• [WRITTEN EXERCISE]: Can you quote the records below in full, word for word?

begin

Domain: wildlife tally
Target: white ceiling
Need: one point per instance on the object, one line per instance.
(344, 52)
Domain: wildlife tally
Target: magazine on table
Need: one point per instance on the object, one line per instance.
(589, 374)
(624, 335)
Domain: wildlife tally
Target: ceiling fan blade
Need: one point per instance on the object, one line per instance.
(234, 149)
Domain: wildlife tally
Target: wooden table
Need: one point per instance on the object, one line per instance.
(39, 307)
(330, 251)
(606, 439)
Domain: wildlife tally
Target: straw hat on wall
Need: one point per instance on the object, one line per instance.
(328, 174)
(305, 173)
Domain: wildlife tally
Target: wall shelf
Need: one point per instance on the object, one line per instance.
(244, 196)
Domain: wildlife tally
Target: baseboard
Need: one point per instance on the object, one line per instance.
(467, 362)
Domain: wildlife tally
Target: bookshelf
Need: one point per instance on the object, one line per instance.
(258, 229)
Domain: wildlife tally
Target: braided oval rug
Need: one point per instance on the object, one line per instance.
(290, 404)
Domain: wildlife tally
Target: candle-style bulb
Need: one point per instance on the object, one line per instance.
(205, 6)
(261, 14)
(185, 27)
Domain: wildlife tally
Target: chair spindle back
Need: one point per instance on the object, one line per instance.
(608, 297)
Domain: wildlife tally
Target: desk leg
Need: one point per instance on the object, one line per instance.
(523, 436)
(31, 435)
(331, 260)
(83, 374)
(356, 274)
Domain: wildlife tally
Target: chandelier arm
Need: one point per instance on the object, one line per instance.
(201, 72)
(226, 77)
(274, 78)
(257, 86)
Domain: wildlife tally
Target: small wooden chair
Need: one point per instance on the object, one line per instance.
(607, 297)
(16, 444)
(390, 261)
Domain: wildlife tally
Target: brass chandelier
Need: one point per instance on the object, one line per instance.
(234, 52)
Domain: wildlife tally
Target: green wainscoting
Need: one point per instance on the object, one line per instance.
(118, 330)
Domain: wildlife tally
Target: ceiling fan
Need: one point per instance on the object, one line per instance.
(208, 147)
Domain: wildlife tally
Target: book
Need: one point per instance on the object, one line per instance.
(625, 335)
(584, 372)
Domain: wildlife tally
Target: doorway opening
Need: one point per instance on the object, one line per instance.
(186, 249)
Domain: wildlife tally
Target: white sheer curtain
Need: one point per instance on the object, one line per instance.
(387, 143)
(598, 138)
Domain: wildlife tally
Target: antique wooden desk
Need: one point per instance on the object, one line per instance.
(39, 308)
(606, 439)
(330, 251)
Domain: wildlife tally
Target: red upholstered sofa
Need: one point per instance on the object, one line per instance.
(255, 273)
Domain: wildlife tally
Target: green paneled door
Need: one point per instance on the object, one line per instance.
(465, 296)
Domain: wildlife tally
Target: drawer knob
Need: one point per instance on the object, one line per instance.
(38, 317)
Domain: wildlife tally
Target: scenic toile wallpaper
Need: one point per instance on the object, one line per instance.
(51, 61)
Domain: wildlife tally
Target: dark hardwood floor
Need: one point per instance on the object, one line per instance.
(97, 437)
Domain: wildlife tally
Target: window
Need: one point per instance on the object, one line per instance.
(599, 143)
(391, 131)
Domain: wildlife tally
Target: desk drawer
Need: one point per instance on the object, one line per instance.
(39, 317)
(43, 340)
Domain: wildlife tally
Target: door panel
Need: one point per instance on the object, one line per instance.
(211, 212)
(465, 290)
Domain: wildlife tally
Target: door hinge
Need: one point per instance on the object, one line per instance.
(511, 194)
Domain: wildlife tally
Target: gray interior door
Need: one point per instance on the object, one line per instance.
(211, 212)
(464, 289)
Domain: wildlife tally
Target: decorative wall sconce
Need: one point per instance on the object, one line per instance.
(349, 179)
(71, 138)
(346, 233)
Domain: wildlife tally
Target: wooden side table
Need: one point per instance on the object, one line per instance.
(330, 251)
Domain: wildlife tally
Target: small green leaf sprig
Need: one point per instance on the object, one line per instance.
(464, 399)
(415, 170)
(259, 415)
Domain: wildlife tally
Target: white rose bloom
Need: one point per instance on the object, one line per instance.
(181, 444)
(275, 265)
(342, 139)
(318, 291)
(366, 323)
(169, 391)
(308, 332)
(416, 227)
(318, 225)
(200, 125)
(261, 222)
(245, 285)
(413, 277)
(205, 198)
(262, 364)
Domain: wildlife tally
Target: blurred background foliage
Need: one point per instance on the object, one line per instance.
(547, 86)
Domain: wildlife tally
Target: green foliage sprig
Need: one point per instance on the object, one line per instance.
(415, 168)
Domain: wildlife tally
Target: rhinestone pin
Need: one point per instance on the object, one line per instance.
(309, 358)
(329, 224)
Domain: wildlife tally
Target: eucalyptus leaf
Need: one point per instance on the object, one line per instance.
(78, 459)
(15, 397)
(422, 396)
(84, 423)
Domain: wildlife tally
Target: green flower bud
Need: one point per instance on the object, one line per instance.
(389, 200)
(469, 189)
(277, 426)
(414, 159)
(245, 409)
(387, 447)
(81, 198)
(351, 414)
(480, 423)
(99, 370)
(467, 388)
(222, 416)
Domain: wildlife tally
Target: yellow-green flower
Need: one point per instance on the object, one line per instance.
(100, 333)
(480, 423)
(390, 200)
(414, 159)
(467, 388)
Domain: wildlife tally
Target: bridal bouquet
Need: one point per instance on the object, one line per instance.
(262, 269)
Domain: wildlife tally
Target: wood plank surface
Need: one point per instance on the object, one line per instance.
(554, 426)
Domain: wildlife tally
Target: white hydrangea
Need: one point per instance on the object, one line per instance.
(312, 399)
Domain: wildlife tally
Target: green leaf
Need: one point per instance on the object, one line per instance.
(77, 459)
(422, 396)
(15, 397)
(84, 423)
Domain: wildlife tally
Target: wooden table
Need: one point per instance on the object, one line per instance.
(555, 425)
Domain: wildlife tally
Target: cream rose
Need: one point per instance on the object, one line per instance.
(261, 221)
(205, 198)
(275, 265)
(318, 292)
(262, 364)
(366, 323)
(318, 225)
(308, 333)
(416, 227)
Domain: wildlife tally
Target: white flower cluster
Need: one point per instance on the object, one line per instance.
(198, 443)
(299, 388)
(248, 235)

end

• [THE COMPLETED TASK]:
Domain: wildlife tally
Target: white ceiling
Need: one point per instance on the object, one line per instance.
(344, 52)
Domain: wildlife tally
Target: magazine on table
Need: one point per instance on the object, one line per instance.
(589, 374)
(624, 335)
Domain: wildlife tally
Target: ceiling fan blade
Need: one point per instance on the object, one line per instance.
(234, 149)
Domain: wildlife tally
Target: wooden table
Need: one point per instance on the object, one line per instance.
(39, 307)
(330, 251)
(606, 439)
Domain: wildlife tally
Target: straw hat on wall
Need: one point per instance on the object, one line per instance.
(328, 174)
(305, 173)
Domain: wildlife tally
Target: wall shelf
Need: one point per instance on the object, one line per instance.
(244, 196)
Domain: wildlife tally
Target: baseboard
Need: one point per instance on the object, one line per instance.
(467, 362)
Domain: wildlife tally
Target: bookshelf
Need: one point per instance on the object, one line per instance.
(258, 229)
Domain: wildlife tally
Target: braided oval rug
Need: one point per instance on the object, one line per instance.
(290, 404)
Domain: wildlife tally
Target: candle-style bulb
Need: one point per instance on the object, one line per instance.
(205, 6)
(261, 14)
(185, 27)
Domain: wildlife tally
Target: chair spindle back
Need: one point per instance on the object, one line per instance.
(608, 297)
Domain: wildlife tally
Target: desk leg
Need: one point per instance on the object, one line per instance.
(523, 436)
(31, 435)
(331, 260)
(83, 374)
(356, 274)
Domain: wildlife tally
Target: chandelier arm
Need: one point per instance on the object, one line per instance.
(201, 72)
(226, 77)
(274, 78)
(257, 86)
Domain: wildlife tally
Target: small wooden chair
Need: one point per instance on the object, one line per instance.
(607, 297)
(16, 444)
(390, 261)
Domain: wildlife tally
Target: brass chandelier
Need: one point per instance on the object, one line per instance.
(234, 52)
Domain: wildlife tally
Target: green wainscoting
Need: one point per instance on the object, one line per instance.
(118, 330)
Domain: wildlife tally
Target: ceiling fan
Need: one point per instance on the object, one line per instance.
(208, 147)
Domain: wildlife tally
Target: book
Need: one point per instance on the object, one line per instance.
(625, 335)
(584, 372)
Domain: wildlife tally
Target: doorway opening
Need: one point per instance on the object, one line per instance.
(186, 249)
Domain: wildlife tally
Target: white sheer curtain
Need: one point per instance on the object, one line per instance.
(387, 143)
(598, 138)
Domain: wildlife tally
Target: antique wooden desk
Need: one point per instance on the object, one line per instance.
(39, 308)
(606, 439)
(330, 251)
Domain: wildlife tally
Target: red upholstered sofa
Need: one point per instance on the object, one line per instance.
(255, 273)
Domain: wildlife tally
Target: green paneled door
Need: one point per instance on the object, one line per instance.
(465, 296)
Domain: wildlife tally
Target: drawer knob
Need: one point per instance on the object, one line per instance.
(38, 317)
Domain: wildlife tally
Target: scenic toile wallpaper
Need: one point per instance on the object, one line per instance.
(51, 61)
Domain: wildlife tally
Target: dark hardwood floor
Need: one point per instance on the object, one line per instance.
(97, 437)
Domain: wildlife tally
Target: window
Need: one point per instance on the object, one line per instance.
(599, 143)
(391, 131)
Domain: wildlife tally
Target: desk drawer
Need: one point per instance on the object, one line per instance.
(39, 317)
(43, 340)
Domain: wildlife tally
Target: door panel
Need: one point per instance on the object, one line per instance.
(211, 212)
(465, 290)
Domain: wildlife tally
Target: door hinge
Need: one point per instance on the object, one line per instance.
(511, 194)
Domain: wildlife tally
Target: gray interior door
Need: one point per instance on the object, one line per instance.
(211, 212)
(464, 289)
Domain: wildlife tally
Target: decorative wall sconce
Need: one point per instance on the object, one line per instance.
(349, 179)
(71, 138)
(346, 233)
Domain: wildlife tally
Target: wooden side table
Need: one point per instance on the object, one line per instance.
(330, 251)
Domain: wildlife tally
Target: small green leaf sprig
Need: one point per instance on the object, one line per instance.
(464, 399)
(415, 170)
(259, 415)
Domain: wildlife tally
Target: white rose bloom
Need: one point per instance on the object, one line per instance.
(181, 444)
(275, 265)
(342, 139)
(318, 291)
(366, 323)
(169, 391)
(308, 332)
(416, 227)
(318, 225)
(200, 125)
(261, 222)
(245, 285)
(413, 277)
(205, 198)
(262, 364)
Domain: wildlife tally
Target: blurred background foliage
Need: one point per instance on the object, one line per instance.
(547, 86)
Domain: wildlife tally
Target: green foliage sprig
Need: one point per instance on the object, one line per instance.
(415, 168)
Domain: wildlife tally
Target: rhinestone pin
Need: one point per instance on the object, one line per instance.
(309, 358)
(329, 224)
Domain: wildlife tally
Target: eucalyptus leaf
Need: one point per instance on the object, one line per instance.
(78, 459)
(15, 397)
(422, 396)
(84, 423)
Domain: wildlife tally
Target: green flower bud
Need: one point per instance on the object, one line per instance.
(389, 200)
(469, 189)
(277, 426)
(414, 159)
(245, 409)
(387, 447)
(81, 198)
(351, 414)
(480, 423)
(99, 370)
(467, 388)
(222, 416)
Domain: wildlife tally
Target: yellow-green flower
Need: one point per instance on the object, one line per instance.
(100, 333)
(480, 423)
(390, 200)
(414, 159)
(467, 388)
Domain: wildlife tally
Target: bridal bouquet
Need: one point per instance on the object, one line per instance.
(262, 269)
Domain: wildlife tally
Target: wood plank surface
Need: one point per instance on the object, one line per instance.
(554, 426)
Domain: wildlife tally
Target: white hydrangea
Need: one point per instance on the object, one line per instance.
(312, 399)
Domain: wildlife tally
Target: green leaf
Need: one point per instance on the object, one line per instance.
(77, 459)
(422, 396)
(15, 397)
(84, 423)
Domain: wildlife tally
Target: wooden table
Need: one point per instance on the object, one line per instance.
(555, 425)
Domain: wildlife tally
Target: cream rose
Need: one point per instance on the object, one line per instance.
(261, 221)
(205, 198)
(275, 265)
(318, 292)
(262, 364)
(366, 323)
(318, 225)
(308, 333)
(416, 227)
Domain: wildlife tally
Target: white flower cluster
Need: one point per instance on the object, one line per instance.
(198, 443)
(299, 388)
(248, 235)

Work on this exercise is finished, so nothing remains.